──────── Text block ────────
The sunshine glares on this great unfinished wall only to light
up its featureless despair, its expression of conscious,
irremediable incompleteness. Sometimes, massing its rusty screen
against the deep blue sky, with the little cross and the
sculptured porch casting a clear-cut shadow on the bricks, it
seems to have even more than a Roman desolation, it confusedly
suggests Spain and Africa--lands with no latent
risorgimenti, with absolutely nothing but a fatal past.
The legendary wolf of Rome has lately been accommodated with a
little artificial grotto, among the cacti and the palms, in the
fantastic triangular garden squeezed between the steps of the
church and the ascent to the Capitol, where she holds a perpetual
levee and "draws" apparently as powerfully as the Pope himself.
────────
Objective 1:
Please duplicate the lines of the listing below exactly, everything from the line that contains "as [[390, 186]]." down to the line that contains "[[287, 131], [139, 89]]", both of those lines included, and nothing else.
──────── Record set ────────
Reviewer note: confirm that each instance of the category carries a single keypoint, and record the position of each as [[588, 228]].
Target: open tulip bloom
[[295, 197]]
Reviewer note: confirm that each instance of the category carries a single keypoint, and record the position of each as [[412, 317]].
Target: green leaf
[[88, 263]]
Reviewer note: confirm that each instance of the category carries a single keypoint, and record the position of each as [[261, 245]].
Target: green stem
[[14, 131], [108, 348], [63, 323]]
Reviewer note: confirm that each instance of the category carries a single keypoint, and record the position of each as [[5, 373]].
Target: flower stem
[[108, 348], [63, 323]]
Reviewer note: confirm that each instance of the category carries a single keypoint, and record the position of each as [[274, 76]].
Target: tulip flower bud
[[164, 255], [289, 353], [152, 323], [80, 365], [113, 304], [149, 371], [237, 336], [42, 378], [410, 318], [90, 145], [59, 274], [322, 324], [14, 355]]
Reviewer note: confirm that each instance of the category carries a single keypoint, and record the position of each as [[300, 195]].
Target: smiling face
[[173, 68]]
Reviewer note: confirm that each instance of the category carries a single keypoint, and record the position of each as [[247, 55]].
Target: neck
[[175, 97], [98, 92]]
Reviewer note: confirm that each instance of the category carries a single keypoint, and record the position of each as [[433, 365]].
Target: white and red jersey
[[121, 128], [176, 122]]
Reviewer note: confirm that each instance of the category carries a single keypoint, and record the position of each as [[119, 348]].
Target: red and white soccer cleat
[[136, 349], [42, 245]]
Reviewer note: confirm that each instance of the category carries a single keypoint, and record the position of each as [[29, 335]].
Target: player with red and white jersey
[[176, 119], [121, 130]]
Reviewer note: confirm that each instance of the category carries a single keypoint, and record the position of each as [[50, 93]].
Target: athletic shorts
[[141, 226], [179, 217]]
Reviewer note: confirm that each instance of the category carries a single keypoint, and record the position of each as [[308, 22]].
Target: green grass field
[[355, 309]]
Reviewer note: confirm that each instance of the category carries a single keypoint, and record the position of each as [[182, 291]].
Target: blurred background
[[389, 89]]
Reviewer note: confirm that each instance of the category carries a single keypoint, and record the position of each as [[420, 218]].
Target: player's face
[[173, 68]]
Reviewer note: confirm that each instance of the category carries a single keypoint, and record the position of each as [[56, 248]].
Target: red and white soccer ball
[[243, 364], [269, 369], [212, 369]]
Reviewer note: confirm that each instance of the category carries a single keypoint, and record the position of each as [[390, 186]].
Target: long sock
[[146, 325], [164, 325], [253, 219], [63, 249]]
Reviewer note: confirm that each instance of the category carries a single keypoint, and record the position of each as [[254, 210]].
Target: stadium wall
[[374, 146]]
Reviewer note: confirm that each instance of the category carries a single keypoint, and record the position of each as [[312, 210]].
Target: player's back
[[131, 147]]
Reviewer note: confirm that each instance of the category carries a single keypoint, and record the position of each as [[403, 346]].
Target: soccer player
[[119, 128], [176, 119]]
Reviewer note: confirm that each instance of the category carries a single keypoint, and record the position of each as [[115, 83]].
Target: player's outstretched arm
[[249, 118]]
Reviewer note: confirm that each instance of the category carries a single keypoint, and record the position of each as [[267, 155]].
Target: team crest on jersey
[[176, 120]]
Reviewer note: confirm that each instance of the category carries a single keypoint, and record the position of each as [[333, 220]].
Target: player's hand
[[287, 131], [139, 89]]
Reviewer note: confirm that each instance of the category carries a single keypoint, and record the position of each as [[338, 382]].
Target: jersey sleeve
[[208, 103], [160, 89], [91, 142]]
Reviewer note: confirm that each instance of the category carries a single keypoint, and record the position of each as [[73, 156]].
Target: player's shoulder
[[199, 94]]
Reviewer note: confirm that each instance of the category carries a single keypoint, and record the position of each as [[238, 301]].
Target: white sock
────────
Objective 2:
Set down word for word, from the passage on Rome above, everything from "The sunshine glares" down to "the Pope himself.".

Final answer 1:
Reviewer note: confirm that each instance of the category carries a single keypoint, and record the position of each as [[390, 186]].
Target: long sock
[[146, 325], [164, 325], [253, 219], [63, 249]]
Reviewer note: confirm that each instance of the category carries a single keypoint, and record the position of each as [[254, 210]].
Target: stadium wall
[[374, 146]]
Reviewer note: confirm that each instance of the category carries a single keypoint, and record the position of each as [[312, 210]].
Target: player's back
[[131, 147]]
Reviewer note: confirm that each instance of the category carries a single keypoint, and record the position of each as [[403, 346]].
Target: soccer player
[[119, 128], [176, 119]]
Reviewer note: confirm that each instance of the category carries a single keypoint, and record the position of each as [[115, 83]].
Target: player's outstretched arm
[[249, 118]]
Reviewer note: confirm that each instance of the category carries a single keypoint, and record the position of each as [[267, 155]].
Target: team crest on jersey
[[176, 120]]
Reviewer note: confirm that each instance of the category carries a single keypoint, and record the position of each as [[333, 220]].
Target: player's hand
[[287, 131], [139, 89]]

Final answer 2:
The sunshine glares on this great unfinished wall only to light
up its featureless despair, its expression of conscious,
irremediable incompleteness. Sometimes, massing its rusty screen
against the deep blue sky, with the little cross and the
sculptured porch casting a clear-cut shadow on the bricks, it
seems to have even more than a Roman desolation, it confusedly
suggests Spain and Africa--lands with no latent
risorgimenti, with absolutely nothing but a fatal past.
The legendary wolf of Rome has lately been accommodated with a
little artificial grotto, among the cacti and the palms, in the
fantastic triangular garden squeezed between the steps of the
church and the ascent to the Capitol, where she holds a perpetual
levee and "draws" apparently as powerfully as the Pope himself.